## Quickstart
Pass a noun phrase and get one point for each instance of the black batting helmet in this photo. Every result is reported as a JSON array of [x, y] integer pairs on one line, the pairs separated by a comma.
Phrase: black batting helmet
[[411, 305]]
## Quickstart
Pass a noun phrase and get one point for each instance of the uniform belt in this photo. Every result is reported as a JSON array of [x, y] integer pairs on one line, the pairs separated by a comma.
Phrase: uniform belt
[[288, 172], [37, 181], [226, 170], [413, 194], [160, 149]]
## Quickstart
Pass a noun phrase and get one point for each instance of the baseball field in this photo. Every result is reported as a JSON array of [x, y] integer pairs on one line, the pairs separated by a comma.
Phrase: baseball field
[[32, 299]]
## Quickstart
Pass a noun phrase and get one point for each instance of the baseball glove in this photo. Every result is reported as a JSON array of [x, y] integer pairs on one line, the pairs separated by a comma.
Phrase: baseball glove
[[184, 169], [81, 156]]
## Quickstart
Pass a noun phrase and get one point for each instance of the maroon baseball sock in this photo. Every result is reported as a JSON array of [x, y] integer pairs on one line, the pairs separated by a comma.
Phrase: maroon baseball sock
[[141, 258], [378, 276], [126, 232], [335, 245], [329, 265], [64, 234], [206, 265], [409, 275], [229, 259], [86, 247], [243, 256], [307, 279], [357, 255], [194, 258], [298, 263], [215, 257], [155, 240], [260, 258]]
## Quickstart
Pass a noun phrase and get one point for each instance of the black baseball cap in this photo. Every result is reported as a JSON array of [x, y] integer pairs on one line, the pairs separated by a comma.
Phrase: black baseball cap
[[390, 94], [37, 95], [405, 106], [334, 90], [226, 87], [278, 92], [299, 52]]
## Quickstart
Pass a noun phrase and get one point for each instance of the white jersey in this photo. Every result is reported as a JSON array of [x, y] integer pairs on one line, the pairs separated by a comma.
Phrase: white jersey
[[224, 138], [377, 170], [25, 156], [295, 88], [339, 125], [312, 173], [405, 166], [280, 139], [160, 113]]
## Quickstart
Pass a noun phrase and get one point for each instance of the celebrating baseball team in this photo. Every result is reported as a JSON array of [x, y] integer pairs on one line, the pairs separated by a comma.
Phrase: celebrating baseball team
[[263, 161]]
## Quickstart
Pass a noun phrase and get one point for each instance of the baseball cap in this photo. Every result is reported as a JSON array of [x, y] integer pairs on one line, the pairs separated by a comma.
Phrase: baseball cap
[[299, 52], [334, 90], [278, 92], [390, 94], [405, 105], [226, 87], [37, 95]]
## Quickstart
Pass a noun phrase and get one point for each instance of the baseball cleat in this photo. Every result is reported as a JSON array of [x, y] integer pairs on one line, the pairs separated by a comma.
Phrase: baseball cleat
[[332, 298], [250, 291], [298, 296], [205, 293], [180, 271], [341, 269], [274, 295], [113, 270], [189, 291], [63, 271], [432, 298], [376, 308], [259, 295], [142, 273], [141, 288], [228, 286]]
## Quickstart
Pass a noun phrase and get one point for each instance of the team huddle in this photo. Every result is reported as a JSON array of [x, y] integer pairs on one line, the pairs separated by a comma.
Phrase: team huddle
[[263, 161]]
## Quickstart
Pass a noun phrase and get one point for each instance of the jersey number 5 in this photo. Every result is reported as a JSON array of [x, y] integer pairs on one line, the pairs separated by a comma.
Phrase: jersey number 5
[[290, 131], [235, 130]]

=====

### WRITTEN PROBLEM:
Retype all of the records above without changing anything.

### OUTPUT BELOW:
## Quickstart
Pass a noun phrase and get one point for each instance of the black batting helmet in this photo. Every result is reported as a JSON array of [x, y] integer pairs on one line, the pairs separated by a comma.
Phrase: black batting helmet
[[411, 305]]
## Quickstart
Pass a noun phrase and get one point for each instance of the uniform belt in this photo. Every result is reported as a JSON array of [x, y] integer pairs on one line, the pairs separated by a comma.
Phrase: uniform belt
[[288, 172], [37, 181], [226, 170], [413, 194], [160, 149]]
## Quickstart
Pass a noun phrase and get one point for each instance of the baseball field in this photo. Every result is reported as a JSON array of [x, y] integer pairs on one line, the pairs separated by a comma.
Phrase: baseball field
[[32, 299]]
## Quickstart
Pass a noun phrase and get one point for each instance of the baseball glove in this photo. Every result is reported as a JSON array of [x, y] integer pairs on one line, the pairs separated by a comma.
Phrase: baseball glove
[[184, 169], [81, 156]]
## Quickstart
Pass a noun phrase and get one point for each instance of the maroon baseball sock in this photo. Every result is reported as a JSON array of [x, y] integer pairs on one line, the pairs separated by a comma.
Phrase: maroon baseball sock
[[141, 258], [378, 276], [126, 232], [335, 245], [329, 265], [64, 234], [206, 265], [409, 275], [229, 259], [86, 247], [243, 256], [307, 279], [357, 255], [194, 258], [298, 263], [215, 257], [155, 240], [260, 258]]
## Quickstart
Pass a noun phrase and get one point for each instance of the black baseball cap in this photo. Every result is reported as a JSON array of [x, y] integer pairs on one line, the pairs separated by a comma.
Phrase: black baseball cap
[[390, 94], [37, 95], [405, 106], [334, 90], [226, 87], [278, 92], [299, 52]]
## Quickstart
Pass a noun phrase and get one point for each instance of the white jersey in this photo. Every result is reported as a JSON array of [x, y] integer pairs on one line, the pairs separated by a comma.
Phrase: white jersey
[[224, 138], [377, 170], [25, 156], [295, 88], [339, 125], [312, 173], [405, 166], [280, 139], [160, 113]]
## Quickstart
Pass a noun phrase and get one point for each instance of the celebrating baseball team in this photo. Every result is reported as a JSON array of [x, y] integer pairs on one line, the pairs separated by a comma.
Phrase: celebrating baseball team
[[263, 161]]
## Quickstart
Pass a noun phrase and get one point for each instance of the baseball cap in this photo. Every result is reported as a JSON array of [x, y] integer pairs on one line, the pairs separated by a comma.
Phrase: baseball cap
[[299, 52], [334, 90], [278, 92], [390, 94], [405, 105], [226, 87], [37, 95]]
## Quickstart
Pass a noun phrase and get one point for each instance of the baseball cleat in this photo. Every result is reported as a JSON array of [x, y] integer pairs on one line, the pairs separated by a comma.
Phrase: baseball cleat
[[332, 298], [250, 291], [298, 296], [205, 293], [180, 271], [341, 269], [274, 295], [113, 270], [189, 291], [63, 271], [432, 298], [376, 308], [259, 295], [142, 273], [141, 288], [228, 286]]
## Quickstart
Pass a noun phrase and get one point for each instance of the team huddle in this photo. Every result is reported as a JSON array of [x, y] integer pairs on one line, the pairs separated by a comma.
Phrase: team huddle
[[263, 161]]
## Quickstart
Pass a noun phrase and get one point for each instance of the jersey number 5 in this photo. Every result is reported as a JSON array of [x, y] integer pairs on one line, the pairs separated by a comma.
Phrase: jersey number 5
[[290, 131], [235, 130]]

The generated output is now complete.